#### ACTIONS TO TAKE
a) In the excerpt about corrosion of TPLO plates retrieved from dogs, reproduce the passage starting at "To assess variability" and ending at "contouring (Figure 2).".
b) According to the excerpt about corrosion of TPLO plates, how many locations were measured on each selected plate to assess variability in local ion release?

#### EXTRACT TO READ
+-------+

Representative images of equipment and results associated with the microcell technique used to measure local surface corrosion of cast and forged SS TPLO plates retrieved from dogs. A—Configuration of a microcapillary held in a device mounted in place of a lens objective in the rotary nose piece of a light microscope. B—A 100-μm-diameter tip of a microcapillary that has been sealed with a layer of silicone rubber. C—Scanning electron microscope image of a site on a cast SS plate at which local corrosion had occurred. Notice the uneven material dissolution in the circular area tested. Bar = 20 μm. D—Illustration of a polarization curve with Ecorr, metastable events (asterisks), and Epit identified. The shaded area between the Ecorr and Ecorr + 200 mV represents conditions under which metal ions were generated. E—Representative polarization curves of SS TPLO plates retrieved from dogs and measured at deformed regions (cast plate [white triangle] and forged plate [white circle]) as well as nondeformed regions (cast plate [black triangle] and forged plate [black circle]). The amount of metal ions generated by cast plates was generally much higher than that generated by forged plates.

Citation: American Journal of Veterinary Research 79, 9; 10.2460/ajvr.79.9.970

To assess variability in local ion release for individual plates, 9 locations were measured on 1 plate selected from each of the 3 groups. Tested locations on the underside of plates were situated randomly in regions between the narrow (distal) and wider (proximal) portions of the plate. Selected regions were those typically deformed during intraoperative plate contouring (Figure 2).

Figure 2—
Figure 2—

Mediolateral radiographic views of the left stifle joint in a 3-year-old castrated male Bouvier des Flandres obtained immediately after TPLO with a cast SS plate for treatment of a ruptured cranial cruciate ligament (A) and 62 months later (B). Notice the radiographic evidence of a large OSA of the proximal region of the tibia at the implant site. C—Explanted plate retrieved from the same dog after euthanasia. The soft tissue side of the plate is shown on the left; the underside of the plate that had been adjacent to the tibia is shown on the right. Deformed regions from intraoperative contouring are evident (white arrows). D— Photomicrograph of a section of the OSA obtained alongside decalcified bone (asterisks). H&E stain; bar = 200 μm. The region inside the rectangle is shown at higher magnification (E), and accumulated corrosion products (black arrows) are evident. H&E stain; bar = 20 μm.

Citation: American Journal of Veterinary Research 79, 9; 10.2460/ajvr.79.9.970

In a second series of measurements for ion release, paired measurements, 1 from a randomly selected nondeformed region (ie, with no visible contour tool marks) and 1 from a randomly selected deformed region (ie, with contour tool marks), were obtained for each plate. These measurements were performed on 9 cast SS plates from dogs with OSA at the implant site, 9 cast SS plates without OSA, and all 3 forged plates.

+-------+

#### MATERIAL SHOWN
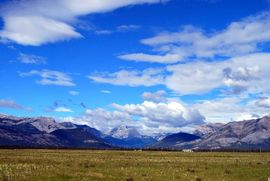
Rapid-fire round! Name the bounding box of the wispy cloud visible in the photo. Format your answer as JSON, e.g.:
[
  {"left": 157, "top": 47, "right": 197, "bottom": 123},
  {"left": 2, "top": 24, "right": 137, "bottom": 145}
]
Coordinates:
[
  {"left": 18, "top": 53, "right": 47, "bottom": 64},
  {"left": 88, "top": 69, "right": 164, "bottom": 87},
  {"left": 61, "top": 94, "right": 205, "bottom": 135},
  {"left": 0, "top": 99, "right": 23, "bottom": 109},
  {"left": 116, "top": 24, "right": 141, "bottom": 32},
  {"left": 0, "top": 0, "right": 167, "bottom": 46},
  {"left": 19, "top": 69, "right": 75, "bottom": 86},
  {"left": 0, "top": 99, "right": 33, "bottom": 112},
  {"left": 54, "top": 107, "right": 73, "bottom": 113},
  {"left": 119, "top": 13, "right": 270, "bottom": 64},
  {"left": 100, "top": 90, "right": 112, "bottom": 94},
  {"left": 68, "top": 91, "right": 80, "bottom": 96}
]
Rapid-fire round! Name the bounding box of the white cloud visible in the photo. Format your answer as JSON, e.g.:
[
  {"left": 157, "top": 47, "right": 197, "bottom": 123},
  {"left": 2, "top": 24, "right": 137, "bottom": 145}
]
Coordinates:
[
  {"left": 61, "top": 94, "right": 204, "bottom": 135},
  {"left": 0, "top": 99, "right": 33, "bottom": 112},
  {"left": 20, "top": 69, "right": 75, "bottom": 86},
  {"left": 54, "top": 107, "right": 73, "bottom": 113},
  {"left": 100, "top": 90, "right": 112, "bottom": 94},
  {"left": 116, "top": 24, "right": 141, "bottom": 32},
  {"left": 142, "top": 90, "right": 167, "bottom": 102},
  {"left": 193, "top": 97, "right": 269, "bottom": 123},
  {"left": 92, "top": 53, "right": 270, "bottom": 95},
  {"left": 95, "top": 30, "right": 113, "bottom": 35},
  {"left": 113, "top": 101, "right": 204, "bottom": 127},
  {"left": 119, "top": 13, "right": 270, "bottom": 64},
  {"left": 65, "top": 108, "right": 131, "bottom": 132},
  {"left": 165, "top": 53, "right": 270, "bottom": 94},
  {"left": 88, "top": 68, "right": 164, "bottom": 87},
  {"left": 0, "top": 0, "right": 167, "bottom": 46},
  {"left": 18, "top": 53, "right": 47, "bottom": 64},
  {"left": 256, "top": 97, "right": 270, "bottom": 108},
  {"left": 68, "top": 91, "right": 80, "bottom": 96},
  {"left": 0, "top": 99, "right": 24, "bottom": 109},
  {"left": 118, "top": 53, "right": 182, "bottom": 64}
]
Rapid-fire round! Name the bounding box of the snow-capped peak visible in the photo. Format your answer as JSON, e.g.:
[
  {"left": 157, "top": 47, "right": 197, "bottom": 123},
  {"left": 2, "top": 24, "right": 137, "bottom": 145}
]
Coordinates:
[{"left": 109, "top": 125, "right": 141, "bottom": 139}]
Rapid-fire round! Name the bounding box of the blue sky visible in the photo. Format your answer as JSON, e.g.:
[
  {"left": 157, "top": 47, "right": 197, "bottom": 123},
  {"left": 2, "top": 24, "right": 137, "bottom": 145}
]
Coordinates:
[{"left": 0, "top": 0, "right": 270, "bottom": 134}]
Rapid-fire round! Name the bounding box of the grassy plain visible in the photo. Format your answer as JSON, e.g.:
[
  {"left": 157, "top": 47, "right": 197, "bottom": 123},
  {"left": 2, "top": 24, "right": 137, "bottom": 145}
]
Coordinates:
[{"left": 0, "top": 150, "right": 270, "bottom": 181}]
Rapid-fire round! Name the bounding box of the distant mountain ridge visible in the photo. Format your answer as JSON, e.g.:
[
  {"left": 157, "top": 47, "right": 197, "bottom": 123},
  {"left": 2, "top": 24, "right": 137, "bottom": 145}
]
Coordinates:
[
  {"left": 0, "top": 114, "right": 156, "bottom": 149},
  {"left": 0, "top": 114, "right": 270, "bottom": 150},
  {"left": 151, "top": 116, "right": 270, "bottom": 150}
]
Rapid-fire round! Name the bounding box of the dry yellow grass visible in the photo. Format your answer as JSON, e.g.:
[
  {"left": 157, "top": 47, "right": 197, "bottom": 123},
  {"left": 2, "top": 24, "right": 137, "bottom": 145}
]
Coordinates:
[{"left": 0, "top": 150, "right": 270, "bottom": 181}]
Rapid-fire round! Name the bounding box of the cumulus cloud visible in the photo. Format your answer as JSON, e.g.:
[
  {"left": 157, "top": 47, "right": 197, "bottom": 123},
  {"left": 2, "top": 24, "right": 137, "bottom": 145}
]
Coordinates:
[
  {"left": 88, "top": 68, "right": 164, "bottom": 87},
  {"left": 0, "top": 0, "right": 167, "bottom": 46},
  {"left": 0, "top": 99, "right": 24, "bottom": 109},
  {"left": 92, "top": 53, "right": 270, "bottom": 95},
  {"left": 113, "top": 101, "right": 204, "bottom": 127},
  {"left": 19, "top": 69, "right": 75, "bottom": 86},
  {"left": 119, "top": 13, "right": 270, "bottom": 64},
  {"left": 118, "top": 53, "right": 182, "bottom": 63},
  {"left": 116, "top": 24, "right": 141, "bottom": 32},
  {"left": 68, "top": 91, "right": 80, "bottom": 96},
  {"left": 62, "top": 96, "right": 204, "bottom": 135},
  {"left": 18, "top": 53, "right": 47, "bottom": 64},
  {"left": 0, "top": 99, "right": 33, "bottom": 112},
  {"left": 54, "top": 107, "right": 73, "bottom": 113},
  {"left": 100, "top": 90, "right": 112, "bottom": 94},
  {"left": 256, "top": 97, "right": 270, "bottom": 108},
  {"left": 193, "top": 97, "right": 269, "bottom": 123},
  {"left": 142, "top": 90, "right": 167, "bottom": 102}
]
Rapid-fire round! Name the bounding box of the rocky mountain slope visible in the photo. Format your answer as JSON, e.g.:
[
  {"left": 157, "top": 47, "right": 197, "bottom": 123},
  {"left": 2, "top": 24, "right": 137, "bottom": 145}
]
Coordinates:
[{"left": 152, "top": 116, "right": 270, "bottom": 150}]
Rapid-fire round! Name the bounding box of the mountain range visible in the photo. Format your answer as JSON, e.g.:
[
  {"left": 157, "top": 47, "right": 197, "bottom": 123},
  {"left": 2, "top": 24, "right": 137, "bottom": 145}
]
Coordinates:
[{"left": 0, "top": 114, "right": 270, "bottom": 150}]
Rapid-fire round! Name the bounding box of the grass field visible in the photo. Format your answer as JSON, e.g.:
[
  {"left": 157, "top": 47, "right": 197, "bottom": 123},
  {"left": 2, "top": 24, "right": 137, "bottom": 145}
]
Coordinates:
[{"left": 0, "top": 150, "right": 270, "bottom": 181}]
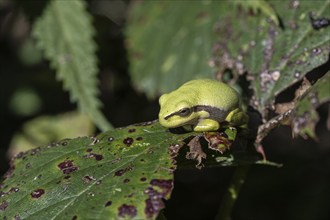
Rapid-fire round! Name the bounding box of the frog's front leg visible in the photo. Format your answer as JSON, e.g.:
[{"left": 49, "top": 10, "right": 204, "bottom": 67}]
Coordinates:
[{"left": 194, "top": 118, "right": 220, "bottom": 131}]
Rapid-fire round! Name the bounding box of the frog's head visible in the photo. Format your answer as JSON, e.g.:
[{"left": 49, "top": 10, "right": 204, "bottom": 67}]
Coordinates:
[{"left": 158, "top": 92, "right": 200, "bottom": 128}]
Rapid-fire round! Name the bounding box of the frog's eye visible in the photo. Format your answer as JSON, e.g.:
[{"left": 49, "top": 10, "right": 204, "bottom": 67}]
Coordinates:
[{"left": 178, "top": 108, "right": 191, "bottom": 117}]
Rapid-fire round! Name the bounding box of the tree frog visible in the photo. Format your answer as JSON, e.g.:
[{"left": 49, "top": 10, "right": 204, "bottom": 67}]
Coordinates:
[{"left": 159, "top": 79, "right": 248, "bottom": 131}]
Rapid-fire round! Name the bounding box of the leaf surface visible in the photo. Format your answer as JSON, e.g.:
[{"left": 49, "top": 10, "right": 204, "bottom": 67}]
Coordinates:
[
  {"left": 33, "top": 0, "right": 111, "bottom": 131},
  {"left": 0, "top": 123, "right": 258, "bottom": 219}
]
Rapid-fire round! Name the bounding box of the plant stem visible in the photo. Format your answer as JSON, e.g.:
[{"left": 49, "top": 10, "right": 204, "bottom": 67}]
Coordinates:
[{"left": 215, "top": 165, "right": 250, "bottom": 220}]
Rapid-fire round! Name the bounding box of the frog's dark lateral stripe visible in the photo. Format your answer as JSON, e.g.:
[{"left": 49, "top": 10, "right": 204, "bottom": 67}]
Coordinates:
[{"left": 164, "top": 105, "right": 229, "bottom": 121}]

+-------+

#### EXERCISE ANSWERS
a)
To assess variability in local ion release for individual plates, 9 locations were measured on 1 plate selected from each of the 3 groups. Tested locations on the underside of plates were situated randomly in regions between the narrow (distal) and wider (proximal) portions of the plate. Selected regions were those typically deformed during intraoperative plate contouring (Figure 2).

b) Nine locations.